* [Set problem A]
Name every command that the post introducing thor says the author created as a method for the textmate binary.
* [Set problem B]
Continue the post introducing thor from the point at which it stops.

* [Page text]
——————————
Archive for May, 2008

By Thor’s Hammer!

For the past few months, I’ve become more and more disillusioned by the current state of Ruby’s scripting support. Sure, we have optparse, and a gamut of other solutions, but there’s no full-stack package for writing robust binaries.

Enter thor.

The idea behind thor initially came from my work on a textmate binary (more on that later today), which would manage installed Textmate bundles. Sure, there’s the getbundle bundle, and you can manually get bundles from subversion, but I wanted a single binary that handled all of that.

While I was building it, I decided to map the commands that people could enter to a class and its methods. I created a small file that I included with the textmate binary called class_cli, and created some syntax for mapping things, like so (note that this is not the final syntax):

class MyApp
  include CLI

  desc "list [list]“, “list some items”
  def list(list = “stuff”)
    puts list.split(/,\s*/).join(”\n”)
  end
end

MyApp.start

Assuming the binary is called app, you could then do app list "one,two,three", which would print:

one
two
three

In the case of the textmate binary, I created methods for list, install, installed, and uninstall.

This worked nicely, so I wanted to extract it out for use in other tools. I started the Hermes project on github, but while drinking with Chris Wanstrath, I was convinced that the name Thor would be more appealing. Oh, the things that alcohol can do. I was also convinced of a couple other things (again, in a slightly inebriated state):

  • rake and sake needed to be replaced for scripts, not as a replacement for make
  • nobody was going to use hermesthor if they need extra boilerplate like MyApp.start

Long story short, Chris convinced me to make Thor a full-fledged scripting solution. So I did.
——————————
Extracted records
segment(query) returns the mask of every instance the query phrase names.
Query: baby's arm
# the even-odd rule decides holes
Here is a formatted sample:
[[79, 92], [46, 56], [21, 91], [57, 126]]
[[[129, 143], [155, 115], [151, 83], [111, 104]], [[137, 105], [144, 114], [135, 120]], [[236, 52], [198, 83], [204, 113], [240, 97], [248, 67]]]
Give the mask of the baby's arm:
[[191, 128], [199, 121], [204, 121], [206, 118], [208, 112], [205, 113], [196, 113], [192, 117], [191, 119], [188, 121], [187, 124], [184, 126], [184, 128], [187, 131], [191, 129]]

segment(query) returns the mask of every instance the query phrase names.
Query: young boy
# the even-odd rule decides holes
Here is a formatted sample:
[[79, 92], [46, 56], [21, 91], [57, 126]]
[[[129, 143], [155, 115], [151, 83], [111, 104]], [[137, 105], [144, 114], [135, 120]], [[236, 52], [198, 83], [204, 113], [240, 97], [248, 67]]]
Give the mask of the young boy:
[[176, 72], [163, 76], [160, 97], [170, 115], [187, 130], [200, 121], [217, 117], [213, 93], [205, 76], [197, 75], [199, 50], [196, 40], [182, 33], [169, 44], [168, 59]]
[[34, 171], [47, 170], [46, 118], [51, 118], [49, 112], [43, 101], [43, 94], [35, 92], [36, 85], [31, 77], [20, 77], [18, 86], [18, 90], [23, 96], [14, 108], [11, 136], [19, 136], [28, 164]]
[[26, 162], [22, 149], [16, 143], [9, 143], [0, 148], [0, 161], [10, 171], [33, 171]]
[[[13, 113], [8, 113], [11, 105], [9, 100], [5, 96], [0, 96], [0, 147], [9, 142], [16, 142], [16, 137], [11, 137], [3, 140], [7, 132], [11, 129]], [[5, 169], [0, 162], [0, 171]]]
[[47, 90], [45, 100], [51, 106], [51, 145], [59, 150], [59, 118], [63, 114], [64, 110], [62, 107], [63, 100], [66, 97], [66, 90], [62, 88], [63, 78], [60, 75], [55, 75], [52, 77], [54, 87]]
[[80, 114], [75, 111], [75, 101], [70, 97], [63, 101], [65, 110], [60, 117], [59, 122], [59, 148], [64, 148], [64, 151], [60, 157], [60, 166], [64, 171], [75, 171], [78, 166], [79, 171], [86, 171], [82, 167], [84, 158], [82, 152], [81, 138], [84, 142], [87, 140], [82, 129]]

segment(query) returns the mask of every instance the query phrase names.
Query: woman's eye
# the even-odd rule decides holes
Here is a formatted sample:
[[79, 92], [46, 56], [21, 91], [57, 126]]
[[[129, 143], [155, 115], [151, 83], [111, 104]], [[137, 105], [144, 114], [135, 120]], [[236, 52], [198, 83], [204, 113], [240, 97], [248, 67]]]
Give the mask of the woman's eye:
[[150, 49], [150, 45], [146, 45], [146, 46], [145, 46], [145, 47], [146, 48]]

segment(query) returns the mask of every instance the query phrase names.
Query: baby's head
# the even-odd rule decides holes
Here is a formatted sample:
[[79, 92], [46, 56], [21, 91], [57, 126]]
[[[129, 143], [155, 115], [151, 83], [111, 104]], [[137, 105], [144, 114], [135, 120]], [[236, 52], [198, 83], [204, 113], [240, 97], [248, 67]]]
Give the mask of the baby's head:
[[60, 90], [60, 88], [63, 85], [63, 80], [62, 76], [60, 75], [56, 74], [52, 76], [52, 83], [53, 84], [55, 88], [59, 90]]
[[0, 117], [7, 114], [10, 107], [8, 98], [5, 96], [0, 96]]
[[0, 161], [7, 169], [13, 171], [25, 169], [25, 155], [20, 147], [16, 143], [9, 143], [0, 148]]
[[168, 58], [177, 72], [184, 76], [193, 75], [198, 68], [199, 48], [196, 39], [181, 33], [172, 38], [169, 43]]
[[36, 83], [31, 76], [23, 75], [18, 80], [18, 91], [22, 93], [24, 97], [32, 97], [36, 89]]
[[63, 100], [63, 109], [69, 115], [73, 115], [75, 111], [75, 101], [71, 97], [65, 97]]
——————————
* [Written reply A]
list, install, installed, uninstall

* [Written reply B]
Thor, as it exists today, has two components:

  • The Thor superclass, which works exactly like CLI/Hermes, except that you inherit from it instead of including it (class MyApp < Thor).
  • The Thor runner, which can run Thortasks that are in a local directory or installed from a remote location

The thor runner allows you to make files like:

# module: random

class Amazing < Thor
  desc "describe NAME", "say that someone is amazing"
  method_options :forcefully => :boolean
  def describe(name, opts)
    ret = “#{name} is amazing”
    puts opts["forcefully"] ? ret.upcase : ret
  end

  desc “hello”, “say hello”
  def hello
    puts “Hello”
  end
end

If you call the file *.thor or Thorfile and place it in your current directory, any directory above you, or tasks/*.thor, you can then invoke the thorfile in any of the following ways:

$ thor -T
Tasks
-----
amazing:describe NAME [--forcefully]   say that someone is amazing
amazing:hello                          say hello

$ thor amazing:hello
Hello

$ thor amazing:describe “This blog reader”
This blog reader is amazing

$ thor amazing:describe “This blog reader” –forcefully
THIS BLOG READER IS AMAZING

You can also install local tasks or remote tasks to your system thor cache and make them available anywhere:

$ thor install task.thor
Your Thorfile contains:
# module: random

class Amazing < Thor
  desc "describe NAME", "say that someone is amazing"
  method_options :forcefully => :boolean
  def describe(name, opts)
    ret = “#{name} is amazing”
    puts opts["forcefully"] ? ret.upcase : ret
  end

  desc “hello”, “say hello”
  def hello
    puts “Hello”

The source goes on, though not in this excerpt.